** 作業内容 **
提示文の「ドライバーは1990年までの」から「した(前年まで9ポイント)。」までを、一字も変えずにすべて書き出してください。

ドライバーは1990年までのティエリー・ブーツェン、リカルド・パトレーゼのラインナップから、ナイジェル・マンセル、リカルド・パトレーゼのコンビに変わりました。
ティエリー・ブーツェンはリジェに移籍しています。
フェラーリも予選では最速と恐れられていましたが、マシン性能が今一歩及ばなかったようです。マンセルが抜けた後にはジャン・アレジが加入しています。
マクラーレン・ホンダは1990年同様、アイルトン・セナとゲルハルト・ベルガーのコンビです。マシンはMP4/6。エンジンはV12エンジン・RA121Eを搭載していました。
レギュレーション面の変更では、それまでの11戦ポイントシステムが改められ、全戦のポイントでチャンピオンシップが争われ、勝者には10ポイントが与えられることになりました(前年まで9ポイント)。
- 第1戦:アメリカGP(フェニックス)3/10
- 第2戦:ブラジルGP(インテルラゴス)3/24
- 第3戦:サンマリノGP(イモラ)4/28
- 第4戦:モナコGP(モンテカルロ)5/12
- 第5戦:カナダGP(モントリオール)6/2
- 第6戦:メキシコGP(メキシコシティ)6/16
- 第7戦:フランスGP(マニクール)7/7
- 第8戦:イギリスGP(シルバーストーン)7/14
- 第9戦:ドイツGP(ホッケンハイム)7/28
- 第10戦:ハンガリーGP(ハンガロリンク)8/11
- 第11戦:ベルギーGP(スパ・フランコルシャン)8/25
- 第12戦:イタリアGP(モンツァ)9/8
- 第13戦:ポルトガルGP(エストリル)9/22
- 第14戦:スペインGP(カタルニア)9/29
- 第15戦:日本GP(鈴鹿)10/20
- 第16戦:オーストラリアGP(アデレード)11/3
- まとめ
第1戦:アメリカGP(フェニックス)3/10
戦前の予想ではフェラーリの強さが強調されていましたが、予選が終わってみるとセナにかなう相手はいませんでした。

** データ抜粋 **
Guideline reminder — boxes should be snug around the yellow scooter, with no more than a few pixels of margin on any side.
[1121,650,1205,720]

** 出力結果 **
ドライバーは1990年までのティエリー・ブーツェン、リカルド・パトレーゼのラインナップから、ナイジェル・マンセル、リカルド・パトレーゼのコンビに変わりました。
ティエリー・ブーツェンはリジェに移籍しています。
フェラーリも予選では最速と恐れられていましたが、マシン性能が今一歩及ばなかったようです。マンセルが抜けた後にはジャン・アレジが加入しています。
マクラーレン・ホンダは1990年同様、アイルトン・セナとゲルハルト・ベルガーのコンビです。マシンはMP4/6。エンジンはV12エンジン・RA121Eを搭載していました。
レギュレーション面の変更では、それまでの11戦ポイントシステムが改められ、全戦のポイントでチャンピオンシップが争われ、勝者には10ポイントが与えられることになりました(前年まで9ポイント)。